— Start DATASET RECORDS —

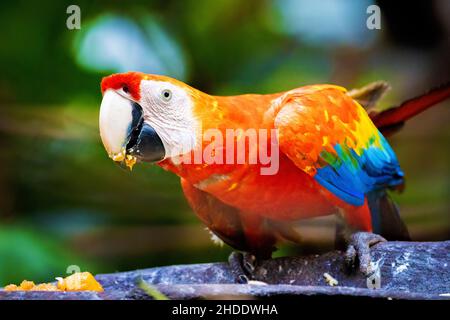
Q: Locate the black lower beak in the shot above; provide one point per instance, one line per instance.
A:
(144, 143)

— End DATASET RECORDS —
— Start DATASET RECORDS —

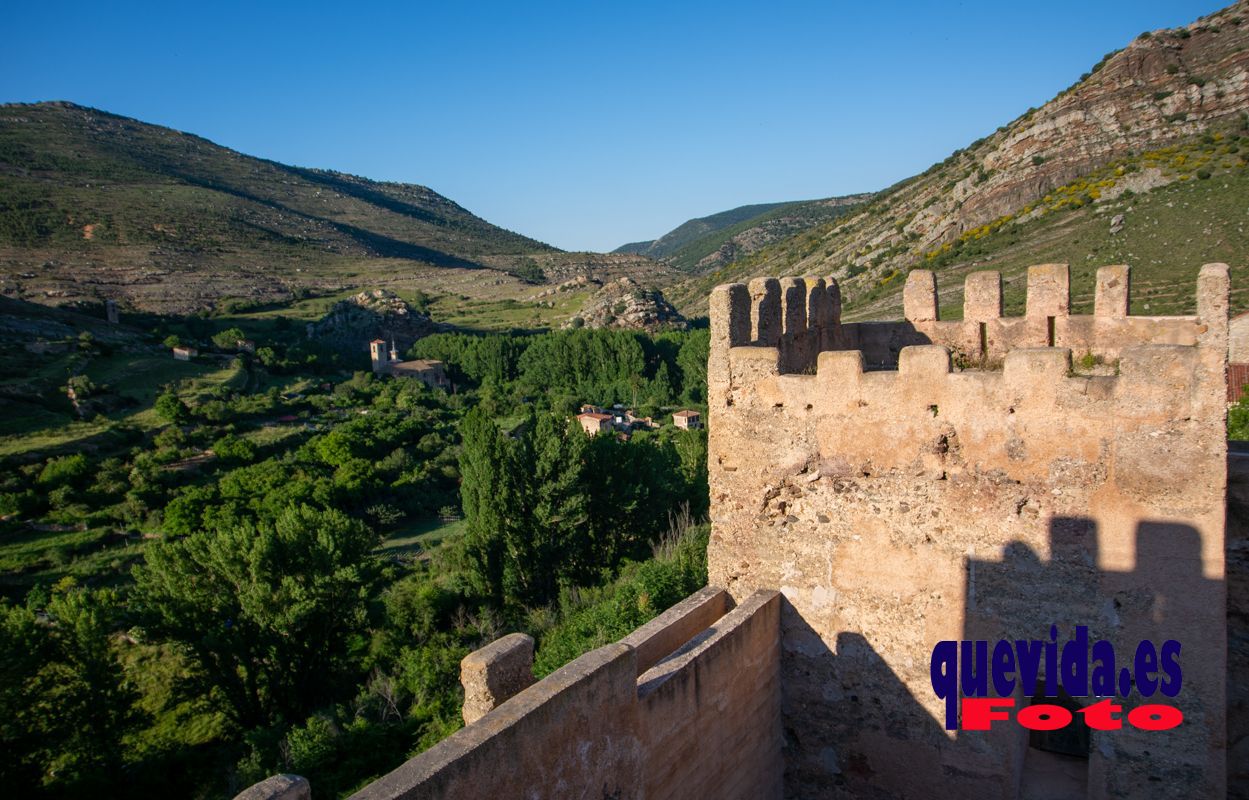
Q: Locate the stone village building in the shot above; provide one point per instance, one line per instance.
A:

— End DATASET RECORDS —

Pick out every line in the rows above that contains the string "Locate" with the same capitalization, and copy each of those lines.

Q: Locate the black lower beak in the shot above; provide one point per instance, one line per instance.
Q: Locate the stone village building in the shot above; provide one point per instance, one line per instance.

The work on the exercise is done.